## Exercise goal
Collect every line in the rows below that contains the string "flame". Treat uppercase and lowercase letters as different.

--- Start Available records ---

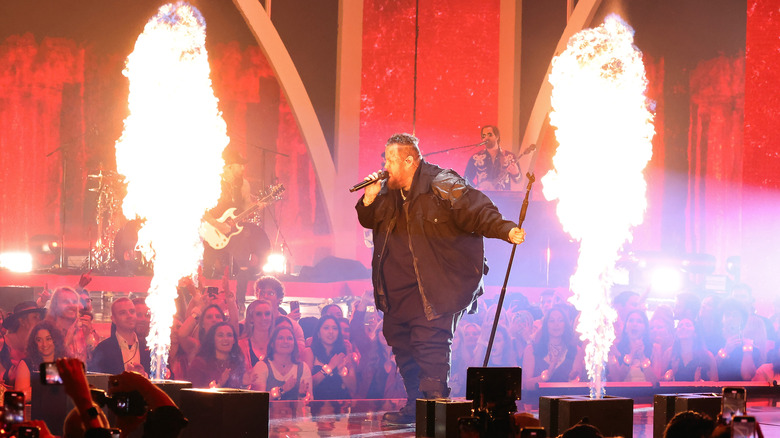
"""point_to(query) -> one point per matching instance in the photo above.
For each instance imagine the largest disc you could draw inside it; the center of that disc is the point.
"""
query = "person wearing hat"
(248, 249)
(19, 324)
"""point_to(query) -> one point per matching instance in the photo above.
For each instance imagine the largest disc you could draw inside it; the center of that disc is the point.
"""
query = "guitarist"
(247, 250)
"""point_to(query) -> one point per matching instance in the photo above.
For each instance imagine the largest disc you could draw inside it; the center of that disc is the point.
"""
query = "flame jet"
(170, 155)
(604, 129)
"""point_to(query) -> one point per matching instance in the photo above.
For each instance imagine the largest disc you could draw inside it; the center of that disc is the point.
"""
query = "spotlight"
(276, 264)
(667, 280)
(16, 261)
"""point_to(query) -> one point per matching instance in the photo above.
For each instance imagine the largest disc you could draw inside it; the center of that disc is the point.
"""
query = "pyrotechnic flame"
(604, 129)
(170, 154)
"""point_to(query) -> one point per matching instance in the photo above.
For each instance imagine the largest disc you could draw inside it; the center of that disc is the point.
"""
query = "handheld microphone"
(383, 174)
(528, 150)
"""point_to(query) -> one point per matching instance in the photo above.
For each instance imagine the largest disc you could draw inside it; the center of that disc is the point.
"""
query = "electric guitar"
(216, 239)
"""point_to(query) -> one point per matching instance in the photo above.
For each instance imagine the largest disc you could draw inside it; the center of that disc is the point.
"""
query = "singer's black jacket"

--- End Available records ---

## Task output
query = "flame jet"
query = "pyrotechnic flame"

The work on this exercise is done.